• **WHAT NEEDS TO BE DONE**: In the greenhouse herb text, copy the part from "Most herbs do" to "to be eaten.", replacing "sunshine" with "sunlight".

• **PASSAGE FOR REVIEW**:
##########

Your greenhouse provides an excellent opportunity to grow your own herbs. And nothing adds spice to your life, or to your salads and stews, like a bit of flavorful chive or basil picked fresh from your garden. Turn the everyday boredom of cooking into an interesting and exciting adventure and at the same time add delicate blossoms and aromatic fragrance to your garden.

Most herbs do well under glass. They require plenty of sunshine and temperatures upwards from 50 F. Humidity is beneficial, and a soil mixture of equal parts sand, peatmoss, garden loam, and well-rotted manure provides the nourishment and good drainage needed for optimum growth. Provide good air circulation and syringe the plants occasionally to remove accumulated or splashed dust or dirt cleanliness is essential if herbs are to be used in cooking. Pests are few, but if trouble develops, select your control material carefully, mindful that many sprays or dusts must not be used on plants that are to be eaten.

##########

• **DATA SECTION**:
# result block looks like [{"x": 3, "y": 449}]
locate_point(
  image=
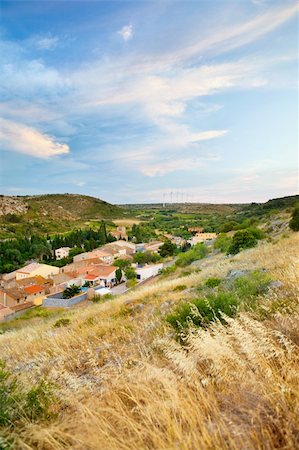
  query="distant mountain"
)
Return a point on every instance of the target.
[{"x": 52, "y": 213}]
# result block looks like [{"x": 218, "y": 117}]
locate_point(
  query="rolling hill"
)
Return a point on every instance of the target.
[{"x": 52, "y": 213}]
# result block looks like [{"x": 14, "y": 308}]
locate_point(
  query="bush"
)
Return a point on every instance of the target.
[
  {"x": 241, "y": 240},
  {"x": 146, "y": 257},
  {"x": 71, "y": 291},
  {"x": 180, "y": 287},
  {"x": 213, "y": 282},
  {"x": 249, "y": 287},
  {"x": 167, "y": 249},
  {"x": 16, "y": 404},
  {"x": 39, "y": 402},
  {"x": 294, "y": 222},
  {"x": 168, "y": 270},
  {"x": 222, "y": 242},
  {"x": 199, "y": 251},
  {"x": 203, "y": 311},
  {"x": 131, "y": 283},
  {"x": 130, "y": 274},
  {"x": 62, "y": 323}
]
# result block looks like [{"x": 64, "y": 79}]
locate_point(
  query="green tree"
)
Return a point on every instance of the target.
[
  {"x": 222, "y": 242},
  {"x": 241, "y": 240},
  {"x": 122, "y": 263},
  {"x": 103, "y": 233},
  {"x": 118, "y": 275},
  {"x": 71, "y": 291},
  {"x": 130, "y": 273},
  {"x": 167, "y": 249},
  {"x": 294, "y": 222}
]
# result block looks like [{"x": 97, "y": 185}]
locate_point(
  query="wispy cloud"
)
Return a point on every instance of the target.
[
  {"x": 46, "y": 42},
  {"x": 20, "y": 138},
  {"x": 126, "y": 32}
]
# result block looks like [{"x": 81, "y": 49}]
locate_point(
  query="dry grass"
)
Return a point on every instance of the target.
[{"x": 126, "y": 384}]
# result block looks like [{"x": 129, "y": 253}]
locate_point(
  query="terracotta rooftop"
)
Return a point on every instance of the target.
[
  {"x": 29, "y": 268},
  {"x": 103, "y": 271},
  {"x": 33, "y": 289},
  {"x": 26, "y": 305},
  {"x": 90, "y": 277}
]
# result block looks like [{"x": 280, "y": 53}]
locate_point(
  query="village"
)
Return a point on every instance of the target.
[{"x": 110, "y": 270}]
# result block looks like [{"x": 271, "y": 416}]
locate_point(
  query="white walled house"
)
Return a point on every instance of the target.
[
  {"x": 62, "y": 252},
  {"x": 148, "y": 271},
  {"x": 44, "y": 270},
  {"x": 202, "y": 237}
]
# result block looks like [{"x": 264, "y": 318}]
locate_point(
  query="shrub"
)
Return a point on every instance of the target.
[
  {"x": 199, "y": 251},
  {"x": 131, "y": 283},
  {"x": 180, "y": 287},
  {"x": 241, "y": 240},
  {"x": 16, "y": 403},
  {"x": 130, "y": 274},
  {"x": 62, "y": 322},
  {"x": 39, "y": 401},
  {"x": 294, "y": 222},
  {"x": 213, "y": 282},
  {"x": 257, "y": 233},
  {"x": 167, "y": 249},
  {"x": 222, "y": 242},
  {"x": 249, "y": 287},
  {"x": 168, "y": 270},
  {"x": 71, "y": 291},
  {"x": 203, "y": 311}
]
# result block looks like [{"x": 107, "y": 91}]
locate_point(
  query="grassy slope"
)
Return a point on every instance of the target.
[
  {"x": 127, "y": 384},
  {"x": 47, "y": 213}
]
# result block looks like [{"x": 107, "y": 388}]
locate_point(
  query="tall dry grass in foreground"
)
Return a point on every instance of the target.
[{"x": 125, "y": 383}]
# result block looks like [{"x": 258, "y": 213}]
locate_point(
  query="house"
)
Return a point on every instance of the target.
[
  {"x": 33, "y": 269},
  {"x": 202, "y": 237},
  {"x": 62, "y": 252},
  {"x": 153, "y": 246},
  {"x": 114, "y": 250},
  {"x": 130, "y": 247},
  {"x": 119, "y": 233},
  {"x": 106, "y": 257},
  {"x": 195, "y": 230},
  {"x": 46, "y": 283},
  {"x": 5, "y": 312},
  {"x": 63, "y": 280},
  {"x": 104, "y": 275},
  {"x": 148, "y": 271},
  {"x": 34, "y": 294}
]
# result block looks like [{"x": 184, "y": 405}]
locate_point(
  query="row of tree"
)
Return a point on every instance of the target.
[{"x": 14, "y": 253}]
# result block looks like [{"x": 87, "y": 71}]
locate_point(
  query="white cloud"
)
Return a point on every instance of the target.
[
  {"x": 126, "y": 32},
  {"x": 20, "y": 138},
  {"x": 46, "y": 42}
]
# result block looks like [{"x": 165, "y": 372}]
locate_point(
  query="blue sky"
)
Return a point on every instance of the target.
[{"x": 132, "y": 100}]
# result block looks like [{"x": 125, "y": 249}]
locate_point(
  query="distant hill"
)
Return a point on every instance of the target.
[
  {"x": 52, "y": 213},
  {"x": 278, "y": 204}
]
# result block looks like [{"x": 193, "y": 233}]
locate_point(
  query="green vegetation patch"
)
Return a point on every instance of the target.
[
  {"x": 201, "y": 312},
  {"x": 242, "y": 293},
  {"x": 197, "y": 252}
]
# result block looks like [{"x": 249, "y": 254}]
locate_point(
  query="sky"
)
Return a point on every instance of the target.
[{"x": 150, "y": 101}]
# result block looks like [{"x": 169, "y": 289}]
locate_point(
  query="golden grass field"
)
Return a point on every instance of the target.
[{"x": 125, "y": 383}]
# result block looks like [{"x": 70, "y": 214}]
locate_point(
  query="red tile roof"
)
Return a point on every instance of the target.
[
  {"x": 33, "y": 289},
  {"x": 90, "y": 277}
]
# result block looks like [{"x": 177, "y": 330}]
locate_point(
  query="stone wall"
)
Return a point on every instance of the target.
[{"x": 55, "y": 301}]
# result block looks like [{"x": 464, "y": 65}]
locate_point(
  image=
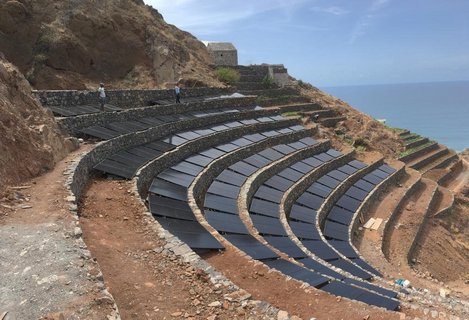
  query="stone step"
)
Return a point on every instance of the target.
[
  {"x": 418, "y": 153},
  {"x": 254, "y": 86},
  {"x": 428, "y": 158},
  {"x": 416, "y": 143},
  {"x": 331, "y": 122}
]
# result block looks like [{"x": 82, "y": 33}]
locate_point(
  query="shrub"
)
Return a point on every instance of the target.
[{"x": 227, "y": 75}]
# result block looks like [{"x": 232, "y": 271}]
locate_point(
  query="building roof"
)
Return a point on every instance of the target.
[{"x": 221, "y": 46}]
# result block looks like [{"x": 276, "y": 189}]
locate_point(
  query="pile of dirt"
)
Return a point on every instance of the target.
[
  {"x": 30, "y": 140},
  {"x": 358, "y": 129},
  {"x": 77, "y": 44}
]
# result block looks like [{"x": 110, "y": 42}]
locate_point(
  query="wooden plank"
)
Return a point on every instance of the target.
[
  {"x": 369, "y": 223},
  {"x": 376, "y": 224}
]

##########

• **EXERCISE SOLUTION**:
Most herbs do well under glass. They require plenty of sunlight and temperatures upwards from 50 F. Humidity is beneficial, and a soil mixture of equal parts sand, peatmoss, garden loam, and well-rotted manure provides the nourishment and good drainage needed for optimum growth. Provide good air circulation and syringe the plants occasionally to remove accumulated or splashed dust or dirt cleanliness is essential if herbs are to be used in cooking. Pests are few, but if trouble develops, select your control material carefully, mindful that many sprays or dusts must not be used on plants that are to be eaten.